◆ WHAT YOU NEED TO DO ◆
Every entry is to be written out word for word.
- - - -
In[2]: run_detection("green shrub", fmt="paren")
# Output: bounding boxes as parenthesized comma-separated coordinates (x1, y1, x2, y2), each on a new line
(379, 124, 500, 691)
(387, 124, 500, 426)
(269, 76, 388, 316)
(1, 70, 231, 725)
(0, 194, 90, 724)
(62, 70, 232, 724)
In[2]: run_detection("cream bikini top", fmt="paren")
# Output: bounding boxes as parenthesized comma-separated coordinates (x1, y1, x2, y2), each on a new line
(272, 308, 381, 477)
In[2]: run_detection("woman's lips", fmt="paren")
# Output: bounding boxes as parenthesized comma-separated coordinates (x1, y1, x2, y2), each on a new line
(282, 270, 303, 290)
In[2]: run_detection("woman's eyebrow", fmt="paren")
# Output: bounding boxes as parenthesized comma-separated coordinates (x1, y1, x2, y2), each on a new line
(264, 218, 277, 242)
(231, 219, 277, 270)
- - - -
◆ RESPONSE TO THIS TASK ◆
In[2]: run_detection("green shrub", fmt="paren")
# Output: bounding boxes as parenthesized comma-separated coordinates (x1, y1, x2, y2), each on a new line
(379, 124, 500, 691)
(387, 124, 500, 426)
(269, 76, 388, 316)
(1, 70, 231, 725)
(0, 194, 90, 724)
(62, 70, 232, 724)
In[2]: run_detection("cream bikini top", fmt="paren")
# Output: bounding boxes as parenthesized comma-separated coordinates (x1, y1, x2, y2), each on a new line
(272, 308, 381, 477)
In[2]: run_detection("woman's lips", fmt="paren")
# Output: bounding boxes as parenthesized comma-separated coordinates (x1, y1, x2, y2), each on a new line
(282, 270, 303, 290)
In[2]: run_detection("woman's eyebrow", fmt="paren")
# Output: bounding boxes as parenthesized comma-separated coordinates (x1, y1, x2, y2), each on a new line
(264, 218, 277, 242)
(231, 219, 277, 270)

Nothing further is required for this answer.